Items listed in a dataset:
========================

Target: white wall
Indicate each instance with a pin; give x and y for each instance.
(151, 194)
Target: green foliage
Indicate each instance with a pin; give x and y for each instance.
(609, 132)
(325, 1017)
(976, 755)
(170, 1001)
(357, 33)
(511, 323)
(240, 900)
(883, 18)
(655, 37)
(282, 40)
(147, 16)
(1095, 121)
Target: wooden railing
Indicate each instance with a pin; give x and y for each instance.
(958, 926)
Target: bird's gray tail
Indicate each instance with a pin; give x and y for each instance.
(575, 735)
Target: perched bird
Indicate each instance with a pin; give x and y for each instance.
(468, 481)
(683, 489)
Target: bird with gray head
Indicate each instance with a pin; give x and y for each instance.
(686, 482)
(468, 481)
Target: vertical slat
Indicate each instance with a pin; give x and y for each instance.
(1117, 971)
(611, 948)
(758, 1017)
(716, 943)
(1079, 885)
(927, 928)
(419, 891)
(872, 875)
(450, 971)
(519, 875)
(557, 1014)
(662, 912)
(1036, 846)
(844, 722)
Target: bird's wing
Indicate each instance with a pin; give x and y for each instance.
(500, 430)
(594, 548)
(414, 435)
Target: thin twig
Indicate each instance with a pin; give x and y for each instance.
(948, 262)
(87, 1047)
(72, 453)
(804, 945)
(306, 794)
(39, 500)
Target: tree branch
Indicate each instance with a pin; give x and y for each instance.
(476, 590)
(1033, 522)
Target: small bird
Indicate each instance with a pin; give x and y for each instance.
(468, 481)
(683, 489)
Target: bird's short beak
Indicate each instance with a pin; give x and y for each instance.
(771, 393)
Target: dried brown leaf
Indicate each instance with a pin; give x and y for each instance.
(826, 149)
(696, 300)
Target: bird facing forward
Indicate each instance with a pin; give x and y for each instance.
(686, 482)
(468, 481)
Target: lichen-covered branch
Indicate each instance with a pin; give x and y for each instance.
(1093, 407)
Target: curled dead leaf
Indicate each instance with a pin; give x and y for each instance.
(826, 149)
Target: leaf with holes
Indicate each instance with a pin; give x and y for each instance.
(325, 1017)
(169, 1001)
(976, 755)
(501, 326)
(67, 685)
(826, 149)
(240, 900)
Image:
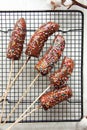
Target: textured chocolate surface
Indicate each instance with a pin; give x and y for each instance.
(38, 39)
(53, 54)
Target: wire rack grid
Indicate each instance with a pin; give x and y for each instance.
(71, 27)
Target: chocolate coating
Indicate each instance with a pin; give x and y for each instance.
(15, 46)
(53, 54)
(50, 99)
(61, 76)
(38, 39)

========================

- [Task to complete]
Starting at the line containing "Target: bird's short beak" and continuing through the end of the material, write those lines out again with their requests, multiplying every x and y coordinate in the answers by 2.15 and rounding each to a whole number, halves up. Leave out the pictures.

- [Full response]
Target: bird's short beak
Indicate each instance with a pin; give x and y for each instance.
(1658, 845)
Target: dried brown leaf
Indicate each instance with a pin; give x and y for each instance.
(1776, 320)
(1496, 645)
Target: bird facing forward
Indicate each instance with a pin; give x and y for each instance.
(1475, 1036)
(1006, 1034)
Target: lichen-covered branch
Indicate each instance with a pin; give x and y for each instance.
(2350, 875)
Target: curled dead leaf
Indicate each instance with a pin; give x and y for each instance.
(1776, 320)
Target: leaf with holes
Indicate each instance with a pin; give x and y for each instance.
(699, 2187)
(363, 2152)
(2098, 1623)
(1077, 701)
(144, 1473)
(1776, 320)
(516, 1935)
Image:
Target: textured chocolate surface
Indicate each instance with a pin; give x and y for each instance.
(82, 84)
(114, 116)
Target: wire rack grid
Indicate each instance with a pin; give x and y for each instance.
(153, 58)
Target: chocolate coating
Indicate each instance with a pin; give x and y for each instance.
(32, 99)
(114, 116)
(108, 213)
(131, 163)
(82, 84)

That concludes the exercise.